§ Exercise brief:
Nothing in the data may be altered, so output all of it exactly.

[Dataset entries]
◆ ◆ ◆ ◆ ◆ ◆ ◆

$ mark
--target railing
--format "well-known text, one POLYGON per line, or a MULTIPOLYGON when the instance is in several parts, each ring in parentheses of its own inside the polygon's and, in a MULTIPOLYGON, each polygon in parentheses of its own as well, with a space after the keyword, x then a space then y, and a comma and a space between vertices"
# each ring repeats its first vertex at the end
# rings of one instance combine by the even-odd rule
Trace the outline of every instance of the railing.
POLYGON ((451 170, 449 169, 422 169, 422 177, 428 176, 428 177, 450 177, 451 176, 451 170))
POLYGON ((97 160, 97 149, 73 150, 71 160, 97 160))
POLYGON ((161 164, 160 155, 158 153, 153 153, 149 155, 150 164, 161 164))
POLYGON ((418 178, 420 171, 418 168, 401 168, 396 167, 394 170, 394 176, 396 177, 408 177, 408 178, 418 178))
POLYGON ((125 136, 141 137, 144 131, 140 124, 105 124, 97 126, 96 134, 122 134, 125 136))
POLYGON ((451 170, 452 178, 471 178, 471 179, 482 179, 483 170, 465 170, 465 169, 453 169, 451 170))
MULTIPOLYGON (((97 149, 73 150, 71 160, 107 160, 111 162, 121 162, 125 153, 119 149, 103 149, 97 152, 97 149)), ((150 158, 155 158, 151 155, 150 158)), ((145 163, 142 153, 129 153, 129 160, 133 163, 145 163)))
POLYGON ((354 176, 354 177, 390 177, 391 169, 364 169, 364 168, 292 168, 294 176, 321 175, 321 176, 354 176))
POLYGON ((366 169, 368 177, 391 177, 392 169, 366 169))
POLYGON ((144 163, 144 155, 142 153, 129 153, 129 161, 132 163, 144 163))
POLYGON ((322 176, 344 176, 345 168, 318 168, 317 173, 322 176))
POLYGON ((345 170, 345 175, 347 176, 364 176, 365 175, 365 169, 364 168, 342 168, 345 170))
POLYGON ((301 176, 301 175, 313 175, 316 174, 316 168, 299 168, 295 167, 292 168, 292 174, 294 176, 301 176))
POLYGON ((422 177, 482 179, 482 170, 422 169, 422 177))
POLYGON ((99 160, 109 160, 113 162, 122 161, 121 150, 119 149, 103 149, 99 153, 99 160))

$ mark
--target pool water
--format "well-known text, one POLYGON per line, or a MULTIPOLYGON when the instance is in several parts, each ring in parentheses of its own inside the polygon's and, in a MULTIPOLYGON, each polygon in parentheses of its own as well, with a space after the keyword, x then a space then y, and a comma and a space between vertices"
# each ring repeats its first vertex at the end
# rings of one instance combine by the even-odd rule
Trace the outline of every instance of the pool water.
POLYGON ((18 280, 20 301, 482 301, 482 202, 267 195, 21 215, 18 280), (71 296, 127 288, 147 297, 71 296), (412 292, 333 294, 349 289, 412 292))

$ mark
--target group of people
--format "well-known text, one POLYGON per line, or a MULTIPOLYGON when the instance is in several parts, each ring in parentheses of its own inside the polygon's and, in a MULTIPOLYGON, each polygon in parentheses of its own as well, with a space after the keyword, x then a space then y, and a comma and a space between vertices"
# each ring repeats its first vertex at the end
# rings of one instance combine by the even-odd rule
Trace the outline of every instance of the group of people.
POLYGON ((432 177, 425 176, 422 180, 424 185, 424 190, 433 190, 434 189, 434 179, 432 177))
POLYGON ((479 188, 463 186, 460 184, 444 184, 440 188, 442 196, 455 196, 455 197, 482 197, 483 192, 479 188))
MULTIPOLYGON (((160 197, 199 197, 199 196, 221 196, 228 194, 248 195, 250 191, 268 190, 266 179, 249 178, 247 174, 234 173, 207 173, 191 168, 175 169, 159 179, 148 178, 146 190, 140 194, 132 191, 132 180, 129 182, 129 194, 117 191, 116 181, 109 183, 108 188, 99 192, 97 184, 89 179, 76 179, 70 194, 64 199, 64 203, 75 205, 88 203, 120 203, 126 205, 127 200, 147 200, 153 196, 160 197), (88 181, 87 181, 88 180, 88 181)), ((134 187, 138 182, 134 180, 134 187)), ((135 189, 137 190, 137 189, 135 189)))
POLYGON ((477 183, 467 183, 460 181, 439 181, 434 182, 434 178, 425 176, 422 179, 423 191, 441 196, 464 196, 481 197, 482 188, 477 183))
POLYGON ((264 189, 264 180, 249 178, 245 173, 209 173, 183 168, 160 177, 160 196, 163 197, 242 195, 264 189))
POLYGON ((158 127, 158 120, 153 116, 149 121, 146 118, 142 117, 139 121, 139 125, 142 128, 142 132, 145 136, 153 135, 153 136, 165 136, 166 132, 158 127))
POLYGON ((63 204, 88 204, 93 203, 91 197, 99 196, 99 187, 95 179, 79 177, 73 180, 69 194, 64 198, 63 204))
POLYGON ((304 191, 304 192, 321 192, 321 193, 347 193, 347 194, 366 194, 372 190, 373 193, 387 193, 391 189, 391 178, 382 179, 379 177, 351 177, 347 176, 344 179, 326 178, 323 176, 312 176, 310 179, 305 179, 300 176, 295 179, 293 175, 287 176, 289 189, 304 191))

◆ ◆ ◆ ◆ ◆ ◆ ◆

§ Task response:
$ mark
--target railing
--format "well-known text, one POLYGON per line, or a MULTIPOLYGON when the instance is in several parts, each ring in parentheses of its own inside the polygon's and, in a MULTIPOLYGON, each polygon in parentheses of its own as well, with a space after the keyword, x then a space then y, and a comma and a space between vertices"
# each ring repeats its first vertex at the end
# rings of one instance combine by the even-odd rule
Trace the outline of every instance of the railing.
POLYGON ((451 170, 449 169, 422 169, 422 177, 428 176, 428 177, 450 177, 451 176, 451 170))
POLYGON ((97 160, 97 149, 73 150, 71 160, 97 160))
POLYGON ((161 164, 160 155, 158 153, 153 153, 149 155, 150 164, 161 164))
POLYGON ((418 178, 420 171, 418 168, 401 168, 396 167, 394 170, 394 176, 396 177, 408 177, 408 178, 418 178))
POLYGON ((125 136, 141 137, 144 131, 140 124, 105 124, 97 126, 96 134, 122 134, 125 136))
POLYGON ((451 170, 452 178, 471 178, 471 179, 482 179, 483 170, 465 170, 465 169, 453 169, 451 170))
MULTIPOLYGON (((97 149, 73 150, 71 160, 107 160, 111 162, 121 162, 125 153, 119 149, 103 149, 97 152, 97 149)), ((150 158, 155 158, 151 155, 150 158)), ((145 163, 142 153, 129 153, 129 160, 133 163, 145 163)))
POLYGON ((354 176, 354 177, 390 177, 391 169, 364 169, 364 168, 292 168, 294 176, 321 175, 321 176, 354 176))
POLYGON ((366 169, 368 177, 391 177, 392 169, 366 169))
POLYGON ((144 163, 144 155, 142 153, 129 153, 129 161, 132 163, 144 163))
POLYGON ((322 176, 344 176, 345 168, 318 168, 317 173, 322 176))
POLYGON ((345 170, 345 175, 347 176, 364 176, 365 175, 365 169, 364 168, 342 168, 345 170))
POLYGON ((301 176, 301 175, 313 175, 316 174, 316 168, 299 168, 295 167, 292 168, 292 174, 294 176, 301 176))
POLYGON ((422 177, 482 179, 482 170, 422 169, 422 177))
POLYGON ((99 160, 109 160, 113 162, 122 161, 121 150, 119 149, 103 149, 99 153, 99 160))

$ mark
--target pool water
--format "well-known text, one POLYGON per line, or a MULTIPOLYGON when the instance is in several parts, each ring in parentheses of its own inside the polygon's and, in a MULTIPOLYGON, each polygon in parentheses of its own as well, with a space after the keyword, x then a space then y, and a comma and a space between vertices"
# each ring repeats its first vertex at the end
# rings of one instance combine by the even-odd rule
Trace the outline of every instance of the pool water.
POLYGON ((18 280, 20 301, 482 301, 482 202, 267 195, 21 215, 18 280), (71 296, 127 288, 147 297, 71 296), (412 292, 333 294, 349 289, 412 292))

$ mark
--target group of people
--format "well-known text, one POLYGON per line, or a MULTIPOLYGON when the instance is in several parts, each ring in parentheses of its own inside the polygon's and, in a MULTIPOLYGON, each polygon in parentheses of its own as well, with a space after the keyword, x then a space then y, and a comma and a space between vertices"
# each ring repeats its first vertex at the end
# rings of one instance combine by the even-odd rule
Trace the outline of every instance of the group of people.
POLYGON ((432 177, 425 176, 422 180, 424 185, 424 190, 433 190, 434 189, 434 179, 432 177))
POLYGON ((479 188, 463 186, 460 184, 444 184, 440 188, 442 196, 455 196, 455 197, 482 197, 483 192, 479 188))
MULTIPOLYGON (((160 197, 199 197, 199 196, 221 196, 228 194, 248 195, 250 191, 268 190, 266 179, 249 178, 247 174, 234 173, 207 173, 191 168, 175 169, 159 179, 148 178, 146 190, 140 194, 132 191, 132 180, 129 182, 129 194, 117 191, 116 181, 109 183, 108 188, 99 192, 97 184, 89 179, 76 179, 70 194, 64 199, 64 203, 75 205, 88 203, 120 203, 126 205, 127 200, 147 200, 153 196, 160 197), (88 181, 87 181, 88 180, 88 181)), ((134 187, 138 182, 134 180, 134 187)), ((135 189, 137 190, 137 189, 135 189)))
POLYGON ((477 183, 467 183, 460 181, 439 181, 434 182, 434 178, 425 176, 422 179, 423 191, 441 196, 464 196, 481 197, 482 188, 477 183))
POLYGON ((264 189, 264 180, 249 178, 245 173, 209 173, 183 168, 160 177, 160 196, 163 197, 242 195, 264 189))
POLYGON ((158 127, 158 120, 153 116, 149 121, 146 118, 142 117, 139 121, 139 125, 142 128, 142 132, 145 136, 153 135, 153 136, 165 136, 166 132, 158 127))
POLYGON ((63 204, 88 204, 93 203, 91 197, 99 196, 99 187, 95 179, 79 177, 73 180, 69 194, 64 198, 63 204))
POLYGON ((304 191, 304 192, 321 192, 321 193, 347 193, 347 194, 366 194, 372 190, 373 193, 387 193, 391 189, 391 178, 382 179, 379 177, 351 177, 347 176, 344 179, 326 178, 323 176, 312 176, 310 179, 305 179, 300 176, 295 179, 293 175, 287 176, 289 189, 304 191))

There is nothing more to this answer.